# TO DO
Using the data below, return the stretch from the line that contains "Sample: <point>63,157</point>" through the line that contains "Sample: <point>617,2</point>", both included, exactly as it stands and nothing beyond it.

[SOURCE RECORDS Boundary: Start]

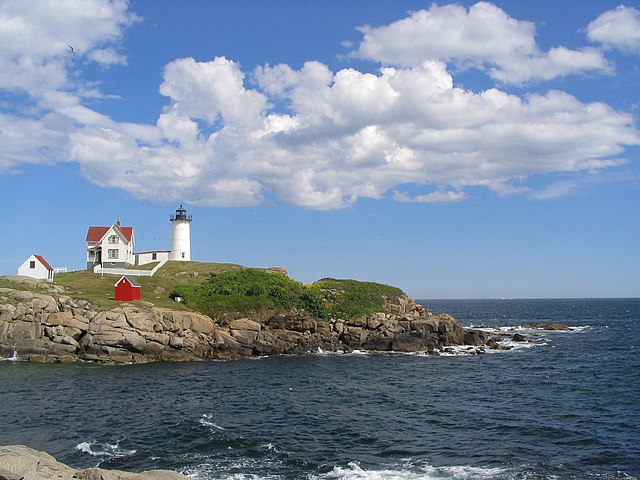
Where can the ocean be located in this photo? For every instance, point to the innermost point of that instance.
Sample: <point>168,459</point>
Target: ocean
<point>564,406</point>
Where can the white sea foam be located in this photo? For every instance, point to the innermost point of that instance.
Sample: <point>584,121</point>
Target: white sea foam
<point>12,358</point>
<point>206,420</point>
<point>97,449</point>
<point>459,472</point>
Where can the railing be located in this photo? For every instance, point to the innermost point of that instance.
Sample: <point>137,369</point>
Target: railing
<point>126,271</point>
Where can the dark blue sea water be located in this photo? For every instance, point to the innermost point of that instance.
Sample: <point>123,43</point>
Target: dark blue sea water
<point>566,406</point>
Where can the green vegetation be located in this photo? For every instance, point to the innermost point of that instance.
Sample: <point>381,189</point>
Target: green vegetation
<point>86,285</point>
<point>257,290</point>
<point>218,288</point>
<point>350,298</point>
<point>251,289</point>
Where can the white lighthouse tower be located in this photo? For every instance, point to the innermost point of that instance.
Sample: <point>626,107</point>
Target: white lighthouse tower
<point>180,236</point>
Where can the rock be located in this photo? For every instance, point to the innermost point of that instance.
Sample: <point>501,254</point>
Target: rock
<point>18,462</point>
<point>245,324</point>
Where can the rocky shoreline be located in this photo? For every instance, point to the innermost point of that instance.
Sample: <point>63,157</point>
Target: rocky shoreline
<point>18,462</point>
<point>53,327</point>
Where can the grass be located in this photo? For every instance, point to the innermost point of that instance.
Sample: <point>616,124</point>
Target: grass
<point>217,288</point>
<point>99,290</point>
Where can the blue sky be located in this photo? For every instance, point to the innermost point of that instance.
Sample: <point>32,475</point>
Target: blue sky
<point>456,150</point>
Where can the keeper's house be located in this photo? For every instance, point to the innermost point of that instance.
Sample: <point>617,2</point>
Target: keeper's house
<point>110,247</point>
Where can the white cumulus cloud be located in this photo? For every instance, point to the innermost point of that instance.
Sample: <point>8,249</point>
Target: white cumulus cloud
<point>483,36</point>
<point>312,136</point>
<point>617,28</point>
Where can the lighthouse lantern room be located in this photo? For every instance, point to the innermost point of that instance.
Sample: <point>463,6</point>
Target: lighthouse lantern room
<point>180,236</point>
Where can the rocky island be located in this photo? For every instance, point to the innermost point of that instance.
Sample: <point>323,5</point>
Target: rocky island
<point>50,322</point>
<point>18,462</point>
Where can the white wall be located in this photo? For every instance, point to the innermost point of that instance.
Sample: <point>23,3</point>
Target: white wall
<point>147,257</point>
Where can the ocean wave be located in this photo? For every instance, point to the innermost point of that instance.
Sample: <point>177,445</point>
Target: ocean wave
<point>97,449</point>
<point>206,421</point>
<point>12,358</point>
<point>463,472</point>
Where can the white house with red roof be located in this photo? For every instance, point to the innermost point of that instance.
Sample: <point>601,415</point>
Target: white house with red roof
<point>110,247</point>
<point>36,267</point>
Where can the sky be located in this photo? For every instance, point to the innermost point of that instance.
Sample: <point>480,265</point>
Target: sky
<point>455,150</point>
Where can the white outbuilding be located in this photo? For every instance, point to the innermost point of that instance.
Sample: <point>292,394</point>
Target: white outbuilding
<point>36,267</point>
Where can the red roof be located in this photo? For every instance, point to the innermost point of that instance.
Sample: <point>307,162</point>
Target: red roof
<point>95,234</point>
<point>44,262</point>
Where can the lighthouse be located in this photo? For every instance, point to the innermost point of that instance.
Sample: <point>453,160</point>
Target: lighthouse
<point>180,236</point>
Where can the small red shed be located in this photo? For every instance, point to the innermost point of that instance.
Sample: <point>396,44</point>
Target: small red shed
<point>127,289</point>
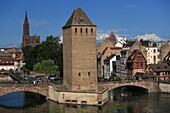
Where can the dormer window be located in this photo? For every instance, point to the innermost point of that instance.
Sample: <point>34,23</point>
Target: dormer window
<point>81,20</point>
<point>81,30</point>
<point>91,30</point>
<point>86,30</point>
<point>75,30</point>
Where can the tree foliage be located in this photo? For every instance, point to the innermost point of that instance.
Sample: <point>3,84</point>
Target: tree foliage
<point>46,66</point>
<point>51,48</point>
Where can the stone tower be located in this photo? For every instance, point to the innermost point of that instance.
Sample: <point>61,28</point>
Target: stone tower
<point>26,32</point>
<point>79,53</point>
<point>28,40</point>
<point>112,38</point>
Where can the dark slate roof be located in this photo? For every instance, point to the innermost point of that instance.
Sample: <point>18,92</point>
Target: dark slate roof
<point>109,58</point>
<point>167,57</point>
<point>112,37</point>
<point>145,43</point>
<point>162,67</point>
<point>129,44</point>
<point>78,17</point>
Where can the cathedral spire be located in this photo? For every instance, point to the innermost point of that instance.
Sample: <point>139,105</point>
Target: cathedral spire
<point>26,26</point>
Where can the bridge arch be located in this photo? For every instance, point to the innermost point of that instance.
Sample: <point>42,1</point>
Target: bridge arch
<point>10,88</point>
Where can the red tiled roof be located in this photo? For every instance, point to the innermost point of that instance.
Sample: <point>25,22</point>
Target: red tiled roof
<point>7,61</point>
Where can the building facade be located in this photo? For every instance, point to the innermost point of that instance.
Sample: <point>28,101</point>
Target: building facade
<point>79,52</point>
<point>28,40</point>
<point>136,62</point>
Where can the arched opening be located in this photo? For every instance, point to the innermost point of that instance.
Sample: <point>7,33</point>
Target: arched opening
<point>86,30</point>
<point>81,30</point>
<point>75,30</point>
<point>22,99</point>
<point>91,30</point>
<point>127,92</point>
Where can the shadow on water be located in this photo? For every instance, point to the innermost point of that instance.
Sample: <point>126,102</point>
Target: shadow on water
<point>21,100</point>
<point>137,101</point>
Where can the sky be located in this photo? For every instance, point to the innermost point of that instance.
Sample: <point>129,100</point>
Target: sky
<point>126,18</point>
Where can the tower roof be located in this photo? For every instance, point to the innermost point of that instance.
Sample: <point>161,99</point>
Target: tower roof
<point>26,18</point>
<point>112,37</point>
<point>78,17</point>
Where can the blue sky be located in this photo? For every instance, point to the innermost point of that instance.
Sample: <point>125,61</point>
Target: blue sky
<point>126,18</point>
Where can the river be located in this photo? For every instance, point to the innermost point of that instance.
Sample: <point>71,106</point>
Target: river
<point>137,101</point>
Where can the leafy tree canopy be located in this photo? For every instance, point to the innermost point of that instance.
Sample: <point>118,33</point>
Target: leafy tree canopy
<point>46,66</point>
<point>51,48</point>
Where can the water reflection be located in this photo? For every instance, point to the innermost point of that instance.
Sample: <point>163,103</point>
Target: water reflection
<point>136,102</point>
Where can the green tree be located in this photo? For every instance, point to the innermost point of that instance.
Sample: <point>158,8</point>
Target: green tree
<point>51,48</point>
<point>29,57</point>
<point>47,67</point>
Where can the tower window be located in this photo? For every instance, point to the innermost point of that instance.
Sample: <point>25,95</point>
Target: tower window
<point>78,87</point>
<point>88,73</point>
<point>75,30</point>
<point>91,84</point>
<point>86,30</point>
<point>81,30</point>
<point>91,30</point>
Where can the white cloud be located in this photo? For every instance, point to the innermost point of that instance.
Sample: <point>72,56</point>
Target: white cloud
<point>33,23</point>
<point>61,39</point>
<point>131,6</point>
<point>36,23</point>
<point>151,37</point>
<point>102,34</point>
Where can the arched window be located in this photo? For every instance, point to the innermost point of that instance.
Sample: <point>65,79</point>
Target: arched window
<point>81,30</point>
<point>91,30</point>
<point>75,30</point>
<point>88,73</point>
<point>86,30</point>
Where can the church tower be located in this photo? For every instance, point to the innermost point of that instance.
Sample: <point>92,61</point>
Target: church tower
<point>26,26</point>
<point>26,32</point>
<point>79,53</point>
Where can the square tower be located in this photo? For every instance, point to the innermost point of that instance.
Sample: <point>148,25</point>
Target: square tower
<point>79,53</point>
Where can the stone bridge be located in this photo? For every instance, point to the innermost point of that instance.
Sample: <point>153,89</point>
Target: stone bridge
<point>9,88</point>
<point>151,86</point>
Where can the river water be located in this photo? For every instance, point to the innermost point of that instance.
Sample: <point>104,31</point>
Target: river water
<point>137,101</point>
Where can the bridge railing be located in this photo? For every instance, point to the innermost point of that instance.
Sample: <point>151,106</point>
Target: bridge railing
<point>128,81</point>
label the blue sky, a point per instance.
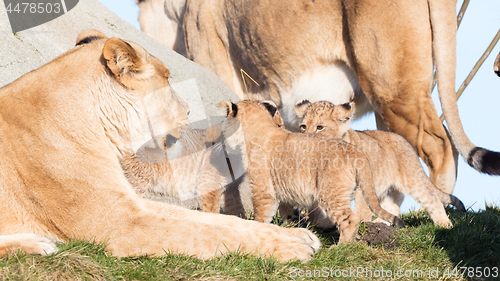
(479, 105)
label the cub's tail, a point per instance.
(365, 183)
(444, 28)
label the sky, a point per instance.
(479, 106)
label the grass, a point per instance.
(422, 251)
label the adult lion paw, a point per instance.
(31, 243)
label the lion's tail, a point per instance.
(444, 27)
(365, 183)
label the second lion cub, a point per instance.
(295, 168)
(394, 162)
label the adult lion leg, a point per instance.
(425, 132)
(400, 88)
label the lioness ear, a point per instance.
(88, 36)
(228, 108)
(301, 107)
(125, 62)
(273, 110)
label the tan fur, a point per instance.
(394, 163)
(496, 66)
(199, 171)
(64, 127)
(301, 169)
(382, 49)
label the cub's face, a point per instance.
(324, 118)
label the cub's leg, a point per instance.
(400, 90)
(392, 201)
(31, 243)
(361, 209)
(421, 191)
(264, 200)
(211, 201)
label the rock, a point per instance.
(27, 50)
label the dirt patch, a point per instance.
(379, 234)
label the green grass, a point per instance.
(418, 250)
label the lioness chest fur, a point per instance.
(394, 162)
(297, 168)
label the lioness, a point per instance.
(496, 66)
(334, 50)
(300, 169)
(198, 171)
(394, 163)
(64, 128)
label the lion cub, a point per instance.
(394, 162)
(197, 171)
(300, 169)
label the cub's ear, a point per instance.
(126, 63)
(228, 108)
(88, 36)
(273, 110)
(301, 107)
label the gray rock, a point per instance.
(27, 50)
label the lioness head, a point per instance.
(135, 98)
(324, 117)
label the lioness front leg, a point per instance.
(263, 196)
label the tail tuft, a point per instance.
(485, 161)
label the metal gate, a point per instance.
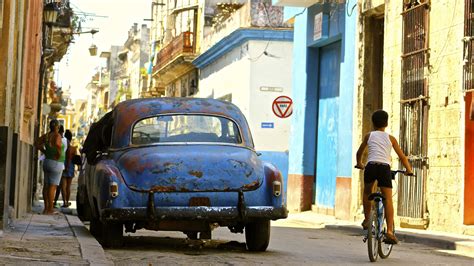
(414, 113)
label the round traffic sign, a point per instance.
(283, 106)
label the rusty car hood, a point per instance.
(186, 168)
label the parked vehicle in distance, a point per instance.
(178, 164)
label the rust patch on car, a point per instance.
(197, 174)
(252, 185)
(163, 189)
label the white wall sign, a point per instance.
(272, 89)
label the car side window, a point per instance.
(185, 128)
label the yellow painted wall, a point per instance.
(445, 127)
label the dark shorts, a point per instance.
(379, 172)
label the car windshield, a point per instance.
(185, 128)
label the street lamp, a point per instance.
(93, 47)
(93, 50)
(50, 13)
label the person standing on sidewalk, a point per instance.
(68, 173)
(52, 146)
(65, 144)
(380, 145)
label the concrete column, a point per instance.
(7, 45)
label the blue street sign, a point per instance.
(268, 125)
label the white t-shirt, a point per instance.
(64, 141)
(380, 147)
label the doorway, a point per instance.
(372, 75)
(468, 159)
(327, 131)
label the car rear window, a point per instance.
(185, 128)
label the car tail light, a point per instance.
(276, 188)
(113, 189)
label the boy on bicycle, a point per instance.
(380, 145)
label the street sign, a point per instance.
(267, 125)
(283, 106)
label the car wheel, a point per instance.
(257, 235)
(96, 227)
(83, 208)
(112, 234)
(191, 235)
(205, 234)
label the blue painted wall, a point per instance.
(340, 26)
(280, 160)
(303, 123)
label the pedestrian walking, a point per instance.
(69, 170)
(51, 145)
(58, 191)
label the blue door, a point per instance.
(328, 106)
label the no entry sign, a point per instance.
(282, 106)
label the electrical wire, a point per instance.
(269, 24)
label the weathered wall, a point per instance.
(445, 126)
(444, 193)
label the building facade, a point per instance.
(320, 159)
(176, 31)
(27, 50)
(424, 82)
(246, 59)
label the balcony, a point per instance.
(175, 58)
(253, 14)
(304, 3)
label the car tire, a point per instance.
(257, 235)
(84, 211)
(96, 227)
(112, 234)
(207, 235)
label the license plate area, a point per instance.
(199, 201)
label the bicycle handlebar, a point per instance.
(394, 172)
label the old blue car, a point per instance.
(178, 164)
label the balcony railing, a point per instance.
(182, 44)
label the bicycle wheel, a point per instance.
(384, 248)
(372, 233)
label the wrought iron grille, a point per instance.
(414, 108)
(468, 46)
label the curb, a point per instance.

[SOURCE RECORDS Boundary: End]

# EXPECTED ANSWER
Sample: <point>63,157</point>
Target: rocky shoreline
<point>18,462</point>
<point>53,327</point>
Where can the grass be located in this photo? For every instance, point to the innermost point of that instance.
Sample: <point>616,124</point>
Target: grass
<point>217,288</point>
<point>99,290</point>
Where can the blue sky be located in this photo? For every instance, point to the innermost point of that instance.
Sample: <point>32,475</point>
Target: blue sky
<point>456,150</point>
Where can the keeper's house be located in this photo? For every instance, point to the innermost point of that instance.
Sample: <point>617,2</point>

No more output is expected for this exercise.